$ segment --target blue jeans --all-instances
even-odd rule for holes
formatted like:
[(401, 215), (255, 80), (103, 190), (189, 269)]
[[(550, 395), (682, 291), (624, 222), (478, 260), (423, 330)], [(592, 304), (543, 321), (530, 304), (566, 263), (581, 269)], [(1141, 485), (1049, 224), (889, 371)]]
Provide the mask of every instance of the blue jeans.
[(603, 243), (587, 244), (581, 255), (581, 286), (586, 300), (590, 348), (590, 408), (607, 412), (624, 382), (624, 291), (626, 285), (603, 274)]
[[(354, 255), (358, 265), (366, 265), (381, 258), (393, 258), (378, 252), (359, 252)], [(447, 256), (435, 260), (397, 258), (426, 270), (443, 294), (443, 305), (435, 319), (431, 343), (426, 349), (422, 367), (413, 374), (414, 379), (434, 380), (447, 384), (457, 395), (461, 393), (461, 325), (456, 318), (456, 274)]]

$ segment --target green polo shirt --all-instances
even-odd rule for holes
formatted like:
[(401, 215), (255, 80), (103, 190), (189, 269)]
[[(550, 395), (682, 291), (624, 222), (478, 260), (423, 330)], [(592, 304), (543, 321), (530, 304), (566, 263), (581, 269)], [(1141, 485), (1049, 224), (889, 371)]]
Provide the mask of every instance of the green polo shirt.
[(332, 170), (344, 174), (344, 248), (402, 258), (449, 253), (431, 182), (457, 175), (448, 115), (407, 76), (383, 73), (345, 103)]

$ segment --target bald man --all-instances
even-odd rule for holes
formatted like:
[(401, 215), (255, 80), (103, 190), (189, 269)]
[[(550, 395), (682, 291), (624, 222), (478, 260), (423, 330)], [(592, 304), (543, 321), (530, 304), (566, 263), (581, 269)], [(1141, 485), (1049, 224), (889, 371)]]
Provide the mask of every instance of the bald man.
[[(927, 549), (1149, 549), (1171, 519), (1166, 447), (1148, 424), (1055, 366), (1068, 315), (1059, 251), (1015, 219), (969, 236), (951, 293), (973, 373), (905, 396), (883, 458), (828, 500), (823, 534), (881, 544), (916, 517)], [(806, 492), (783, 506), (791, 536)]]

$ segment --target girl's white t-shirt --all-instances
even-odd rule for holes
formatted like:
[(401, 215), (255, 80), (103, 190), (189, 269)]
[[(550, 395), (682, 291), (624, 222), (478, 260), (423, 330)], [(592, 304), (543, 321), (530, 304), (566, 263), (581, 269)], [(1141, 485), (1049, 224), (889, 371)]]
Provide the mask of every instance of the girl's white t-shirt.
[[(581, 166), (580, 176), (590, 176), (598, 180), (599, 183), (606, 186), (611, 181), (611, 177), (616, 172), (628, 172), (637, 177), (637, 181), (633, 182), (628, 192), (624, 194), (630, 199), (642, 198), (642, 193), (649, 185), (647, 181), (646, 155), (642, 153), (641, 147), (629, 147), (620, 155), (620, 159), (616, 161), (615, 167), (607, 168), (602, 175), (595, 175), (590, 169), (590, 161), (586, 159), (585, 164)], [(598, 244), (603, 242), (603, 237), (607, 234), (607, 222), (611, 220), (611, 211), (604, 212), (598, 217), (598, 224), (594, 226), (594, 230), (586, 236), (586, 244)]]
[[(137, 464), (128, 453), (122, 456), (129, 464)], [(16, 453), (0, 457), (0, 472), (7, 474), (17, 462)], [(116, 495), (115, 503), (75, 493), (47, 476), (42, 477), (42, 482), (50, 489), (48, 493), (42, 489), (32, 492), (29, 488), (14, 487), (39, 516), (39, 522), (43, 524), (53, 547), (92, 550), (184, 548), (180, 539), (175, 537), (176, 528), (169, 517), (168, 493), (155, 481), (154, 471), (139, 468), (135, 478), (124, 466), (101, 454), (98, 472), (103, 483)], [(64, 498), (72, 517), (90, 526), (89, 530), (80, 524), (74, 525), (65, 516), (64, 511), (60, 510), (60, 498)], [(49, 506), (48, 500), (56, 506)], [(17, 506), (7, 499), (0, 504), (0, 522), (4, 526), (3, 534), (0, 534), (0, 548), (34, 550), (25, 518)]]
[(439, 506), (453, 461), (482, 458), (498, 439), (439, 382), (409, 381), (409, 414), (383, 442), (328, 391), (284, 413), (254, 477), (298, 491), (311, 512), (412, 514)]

**********

* [Problem]
Repeat the entries exactly, all of them.

* [Exercise answer]
$ segment --target blue jeans --all-instances
even-odd rule for holes
formatted like:
[(401, 215), (255, 80), (103, 190), (189, 269)]
[[(550, 395), (682, 291), (624, 222), (478, 260), (423, 330)], [(592, 304), (543, 321), (530, 304), (566, 263), (581, 269)], [(1141, 485), (1049, 224), (889, 371)]]
Provide the mask of every instance of the blue jeans.
[(603, 243), (587, 244), (581, 255), (581, 286), (586, 300), (590, 348), (590, 408), (607, 412), (624, 382), (624, 291), (626, 285), (603, 274)]
[[(354, 255), (358, 265), (366, 265), (381, 258), (393, 258), (378, 252), (359, 252)], [(447, 256), (435, 260), (397, 258), (426, 270), (443, 294), (443, 305), (435, 319), (431, 343), (426, 349), (422, 367), (413, 374), (414, 379), (434, 380), (447, 384), (457, 395), (461, 393), (461, 325), (456, 318), (456, 274)]]

$ segment --target green polo shirt --all-instances
even-odd rule for holes
formatted like:
[(401, 215), (255, 80), (103, 190), (189, 269)]
[[(550, 395), (682, 291), (624, 222), (478, 260), (423, 330)], [(592, 304), (543, 321), (530, 304), (566, 263), (581, 269)], [(1141, 485), (1049, 224), (889, 371)]]
Provide the mask of every instance of the green polo shirt.
[(332, 170), (344, 174), (344, 248), (402, 258), (449, 253), (431, 182), (457, 175), (448, 115), (407, 76), (383, 73), (345, 103)]

$ segment --target bald man --all-instances
even-odd rule for holes
formatted like:
[(401, 215), (255, 80), (103, 190), (189, 269)]
[[(550, 395), (682, 291), (624, 222), (478, 260), (423, 330)], [(592, 304), (543, 321), (530, 304), (566, 263), (581, 269)], [(1141, 485), (1049, 224), (889, 371)]]
Provide the mask of every instance of the bald man.
[[(927, 549), (1149, 549), (1171, 519), (1166, 447), (1148, 424), (1055, 366), (1068, 315), (1059, 251), (1015, 219), (969, 236), (951, 293), (973, 373), (905, 396), (883, 458), (828, 500), (823, 534), (881, 544), (916, 517)], [(806, 492), (783, 506), (791, 536)]]

$ segment --target girl's white t-shirt --all-instances
even-odd rule for holes
formatted like:
[(401, 215), (255, 80), (103, 190), (189, 269)]
[[(550, 395), (682, 291), (624, 222), (478, 260), (423, 330)], [(592, 304), (543, 321), (530, 304), (566, 263), (581, 269)], [(1141, 485), (1049, 224), (889, 371)]]
Provide the mask of every instance of the girl's white t-shirt.
[[(581, 166), (580, 176), (590, 176), (598, 180), (599, 183), (606, 186), (611, 181), (611, 177), (616, 172), (628, 172), (637, 177), (637, 181), (633, 182), (628, 192), (624, 194), (630, 199), (642, 198), (642, 193), (649, 185), (647, 181), (646, 155), (642, 153), (641, 147), (629, 147), (620, 155), (620, 159), (616, 161), (615, 167), (607, 168), (602, 175), (595, 175), (590, 169), (590, 161), (586, 159), (585, 164)], [(598, 244), (603, 242), (603, 237), (607, 234), (607, 222), (611, 220), (611, 211), (604, 212), (598, 217), (598, 224), (594, 226), (594, 230), (586, 236), (586, 244)]]
[[(137, 464), (128, 453), (122, 456), (129, 464)], [(16, 453), (0, 457), (0, 472), (7, 474), (17, 462)], [(116, 495), (115, 503), (75, 493), (47, 476), (42, 477), (42, 482), (50, 489), (48, 493), (42, 489), (32, 492), (29, 488), (14, 487), (39, 516), (39, 522), (43, 524), (53, 547), (92, 550), (184, 548), (180, 539), (175, 537), (176, 528), (169, 517), (168, 493), (155, 481), (154, 471), (139, 468), (135, 478), (124, 466), (101, 454), (98, 472), (103, 483)], [(64, 498), (72, 517), (90, 526), (89, 530), (80, 524), (74, 525), (65, 516), (64, 511), (60, 510), (60, 498)], [(49, 506), (48, 500), (56, 506)], [(17, 506), (7, 499), (0, 504), (0, 522), (4, 526), (3, 534), (0, 534), (0, 548), (34, 550), (25, 518)]]
[(439, 506), (453, 461), (482, 458), (498, 439), (439, 382), (409, 381), (409, 414), (383, 442), (328, 391), (284, 413), (254, 477), (298, 491), (311, 512), (412, 514)]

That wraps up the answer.